[Extract]:
The latest release of Phast, DNV GL's software for process hazard analysis, brings in an entirely new dispersion model that increases accuracy in predicting the movement of certain types of toxic clouds.
New dispersion model for toxic clouds
Companies using the software will benefit from decisions that are based on more realistic models, thereby increasing efficiency and safety in the design and operation of assets where accidents could cause hazardous releases.
The new model significantly improves predictions of releases with short durations, a particular challenge for the modelling of hazardous dispersions.
“This is yet another advancement that positions Phast as a technology pioneer. Better simulations driven by advances in research improve the decision-making process. The results are greater efficiency and improved risk and safety management for our customers,” says DNV GL's, Are Føllesdal Tjønn.
Along wind diffusion method
Previous models have assumed the duration of a release is long enough for it to reach a steady state, which may not be the case. The dispersions of short-duration clouds are affected differently by surrounding winds. A groundbreaking modelling method is now available without the prior limitations. The new method, pioneered by DNV GL in partnership with BP and other key customers in the oil and gas industry, is called the along wind diffusion (AWD) method.
The method is easier for non-technical employees to understand, giving upper level managers a robust model on which to base their decisions.
The new method is one of many highlights in the most recent release of Phast software for process hazard analysis. Additional new features in Phast 8 include support for modelling releases from buried pipelines and more realistic modelling of the true nature of fireballs. It also improves the accuracy and speed of risk calculations. Getting results quicker means there is more time to assess the results, which improves decision-making and risk management.

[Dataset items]
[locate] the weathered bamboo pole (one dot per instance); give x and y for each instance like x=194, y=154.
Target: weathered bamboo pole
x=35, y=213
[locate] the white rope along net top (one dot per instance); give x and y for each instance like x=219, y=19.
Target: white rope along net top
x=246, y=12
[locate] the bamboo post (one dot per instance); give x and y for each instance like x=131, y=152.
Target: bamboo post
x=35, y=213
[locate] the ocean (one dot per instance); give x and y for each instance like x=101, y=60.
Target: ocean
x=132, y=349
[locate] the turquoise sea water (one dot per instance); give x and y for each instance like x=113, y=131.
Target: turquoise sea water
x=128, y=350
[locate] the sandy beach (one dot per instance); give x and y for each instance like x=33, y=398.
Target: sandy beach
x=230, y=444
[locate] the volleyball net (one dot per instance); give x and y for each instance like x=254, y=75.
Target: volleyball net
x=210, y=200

[What to work on]:
Extract from the Phast article the passage that begins at the words "New dispersion model for" and stops after "Are Føllesdal Tjønn.". Answer from the Phast article alone, not from the listing.

[Reply to the exercise]:
New dispersion model for toxic clouds
Companies using the software will benefit from decisions that are based on more realistic models, thereby increasing efficiency and safety in the design and operation of assets where accidents could cause hazardous releases.
The new model significantly improves predictions of releases with short durations, a particular challenge for the modelling of hazardous dispersions.
“This is yet another advancement that positions Phast as a technology pioneer. Better simulations driven by advances in research improve the decision-making process. The results are greater efficiency and improved risk and safety management for our customers,” says DNV GL's, Are Føllesdal Tjønn.